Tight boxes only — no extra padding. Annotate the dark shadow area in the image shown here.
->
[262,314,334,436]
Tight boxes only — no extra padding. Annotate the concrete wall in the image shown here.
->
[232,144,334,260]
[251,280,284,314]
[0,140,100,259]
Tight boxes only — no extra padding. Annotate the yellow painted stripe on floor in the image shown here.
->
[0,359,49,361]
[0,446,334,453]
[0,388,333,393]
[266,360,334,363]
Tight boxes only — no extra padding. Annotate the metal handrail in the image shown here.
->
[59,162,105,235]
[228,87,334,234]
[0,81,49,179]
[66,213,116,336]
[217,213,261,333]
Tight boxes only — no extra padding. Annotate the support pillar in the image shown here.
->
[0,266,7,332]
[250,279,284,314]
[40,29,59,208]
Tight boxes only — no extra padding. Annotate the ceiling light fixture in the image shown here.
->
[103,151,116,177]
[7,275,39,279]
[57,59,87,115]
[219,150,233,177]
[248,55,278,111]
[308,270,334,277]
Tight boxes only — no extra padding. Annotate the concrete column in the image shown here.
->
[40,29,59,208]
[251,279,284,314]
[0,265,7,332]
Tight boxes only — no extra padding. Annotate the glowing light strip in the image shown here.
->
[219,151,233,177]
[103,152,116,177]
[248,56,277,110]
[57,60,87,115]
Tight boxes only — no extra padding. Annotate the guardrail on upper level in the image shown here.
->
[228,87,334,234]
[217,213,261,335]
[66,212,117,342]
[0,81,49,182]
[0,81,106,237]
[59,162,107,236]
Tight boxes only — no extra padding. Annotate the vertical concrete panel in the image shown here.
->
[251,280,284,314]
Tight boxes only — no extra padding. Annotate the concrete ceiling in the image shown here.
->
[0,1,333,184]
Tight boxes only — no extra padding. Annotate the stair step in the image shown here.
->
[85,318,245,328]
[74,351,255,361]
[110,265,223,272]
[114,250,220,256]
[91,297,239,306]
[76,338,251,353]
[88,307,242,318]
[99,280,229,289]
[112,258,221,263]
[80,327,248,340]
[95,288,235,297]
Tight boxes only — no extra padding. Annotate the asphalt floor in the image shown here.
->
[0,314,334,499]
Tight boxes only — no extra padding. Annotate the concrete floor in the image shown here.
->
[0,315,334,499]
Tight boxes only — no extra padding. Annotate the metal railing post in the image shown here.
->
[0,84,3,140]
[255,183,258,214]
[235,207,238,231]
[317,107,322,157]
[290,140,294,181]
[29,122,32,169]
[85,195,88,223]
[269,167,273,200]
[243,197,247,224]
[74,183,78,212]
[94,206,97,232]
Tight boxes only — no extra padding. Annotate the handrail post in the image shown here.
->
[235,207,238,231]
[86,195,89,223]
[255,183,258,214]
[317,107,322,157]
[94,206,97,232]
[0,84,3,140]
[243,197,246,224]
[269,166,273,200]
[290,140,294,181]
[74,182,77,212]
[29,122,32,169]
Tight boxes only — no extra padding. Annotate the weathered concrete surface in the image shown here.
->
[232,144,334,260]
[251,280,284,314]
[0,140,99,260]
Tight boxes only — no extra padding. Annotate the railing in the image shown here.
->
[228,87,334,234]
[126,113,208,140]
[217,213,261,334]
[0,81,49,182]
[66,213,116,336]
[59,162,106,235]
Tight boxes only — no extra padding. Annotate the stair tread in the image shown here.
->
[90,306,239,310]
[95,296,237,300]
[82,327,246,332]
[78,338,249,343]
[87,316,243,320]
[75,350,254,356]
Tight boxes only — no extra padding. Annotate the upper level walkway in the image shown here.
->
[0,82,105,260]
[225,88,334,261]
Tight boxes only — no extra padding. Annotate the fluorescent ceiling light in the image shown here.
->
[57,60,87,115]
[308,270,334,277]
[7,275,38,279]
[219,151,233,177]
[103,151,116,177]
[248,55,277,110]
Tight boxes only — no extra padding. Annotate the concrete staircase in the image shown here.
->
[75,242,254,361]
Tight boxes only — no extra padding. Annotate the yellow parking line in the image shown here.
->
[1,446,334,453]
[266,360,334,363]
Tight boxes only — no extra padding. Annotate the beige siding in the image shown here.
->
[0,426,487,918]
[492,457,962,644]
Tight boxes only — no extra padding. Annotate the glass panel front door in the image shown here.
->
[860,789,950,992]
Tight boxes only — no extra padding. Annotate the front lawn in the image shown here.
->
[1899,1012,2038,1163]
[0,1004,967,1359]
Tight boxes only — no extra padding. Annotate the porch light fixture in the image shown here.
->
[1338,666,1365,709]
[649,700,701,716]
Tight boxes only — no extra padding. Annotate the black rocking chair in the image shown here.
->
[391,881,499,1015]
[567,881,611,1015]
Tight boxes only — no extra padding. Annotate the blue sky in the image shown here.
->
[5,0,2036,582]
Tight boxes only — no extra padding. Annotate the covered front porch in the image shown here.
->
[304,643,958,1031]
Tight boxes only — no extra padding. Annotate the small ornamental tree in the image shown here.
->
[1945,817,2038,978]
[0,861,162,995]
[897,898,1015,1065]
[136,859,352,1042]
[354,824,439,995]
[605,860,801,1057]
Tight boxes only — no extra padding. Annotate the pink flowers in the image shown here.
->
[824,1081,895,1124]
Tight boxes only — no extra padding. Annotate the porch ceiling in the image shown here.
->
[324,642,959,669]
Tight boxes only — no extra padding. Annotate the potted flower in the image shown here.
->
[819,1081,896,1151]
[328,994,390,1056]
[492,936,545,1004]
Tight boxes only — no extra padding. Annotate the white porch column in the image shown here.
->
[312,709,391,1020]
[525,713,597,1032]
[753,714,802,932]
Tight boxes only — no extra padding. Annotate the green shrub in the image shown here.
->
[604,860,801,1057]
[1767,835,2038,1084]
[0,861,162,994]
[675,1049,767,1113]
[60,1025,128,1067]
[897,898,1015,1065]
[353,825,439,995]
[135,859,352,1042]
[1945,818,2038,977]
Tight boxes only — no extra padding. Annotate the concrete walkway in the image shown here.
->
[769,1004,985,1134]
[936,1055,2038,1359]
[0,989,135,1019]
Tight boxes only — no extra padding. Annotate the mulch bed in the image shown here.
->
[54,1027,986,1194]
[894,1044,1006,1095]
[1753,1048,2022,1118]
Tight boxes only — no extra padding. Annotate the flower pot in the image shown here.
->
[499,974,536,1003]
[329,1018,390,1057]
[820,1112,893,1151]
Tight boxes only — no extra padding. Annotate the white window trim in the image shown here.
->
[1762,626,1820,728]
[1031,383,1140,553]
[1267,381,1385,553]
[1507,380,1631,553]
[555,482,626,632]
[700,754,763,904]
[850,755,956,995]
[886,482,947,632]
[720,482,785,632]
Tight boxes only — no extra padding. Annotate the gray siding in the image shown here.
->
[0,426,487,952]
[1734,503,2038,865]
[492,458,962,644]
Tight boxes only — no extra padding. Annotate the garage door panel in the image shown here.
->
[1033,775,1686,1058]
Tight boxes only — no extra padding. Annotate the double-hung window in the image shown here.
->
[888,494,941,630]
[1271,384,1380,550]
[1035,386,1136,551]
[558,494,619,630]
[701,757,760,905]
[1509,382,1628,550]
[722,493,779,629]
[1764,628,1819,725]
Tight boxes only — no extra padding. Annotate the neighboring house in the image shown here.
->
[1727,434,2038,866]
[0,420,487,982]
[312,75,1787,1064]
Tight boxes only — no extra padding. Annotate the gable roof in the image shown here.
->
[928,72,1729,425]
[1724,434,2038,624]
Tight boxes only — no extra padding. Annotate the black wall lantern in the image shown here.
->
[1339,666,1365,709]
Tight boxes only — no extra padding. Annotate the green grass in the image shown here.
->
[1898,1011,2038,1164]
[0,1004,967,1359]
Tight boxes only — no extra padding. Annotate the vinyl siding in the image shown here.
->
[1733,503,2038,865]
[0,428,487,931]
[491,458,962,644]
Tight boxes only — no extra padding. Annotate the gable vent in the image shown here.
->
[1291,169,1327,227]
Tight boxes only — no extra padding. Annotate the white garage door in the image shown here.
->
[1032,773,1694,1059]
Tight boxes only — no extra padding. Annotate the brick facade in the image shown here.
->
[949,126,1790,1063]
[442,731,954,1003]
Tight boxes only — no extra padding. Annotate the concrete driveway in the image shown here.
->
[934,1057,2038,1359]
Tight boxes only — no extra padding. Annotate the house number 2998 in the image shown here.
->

-- WHAT NEEDS TO BE DONE --
In the records above, find each line with the string "house" and list it.

-- TASK RESPONSE --
Tight boxes only — no extra padding. Annotate the neighboring house in the image shown here.
Tight boxes only — no extra padding. Annotate the house number 2998 in the image shown here.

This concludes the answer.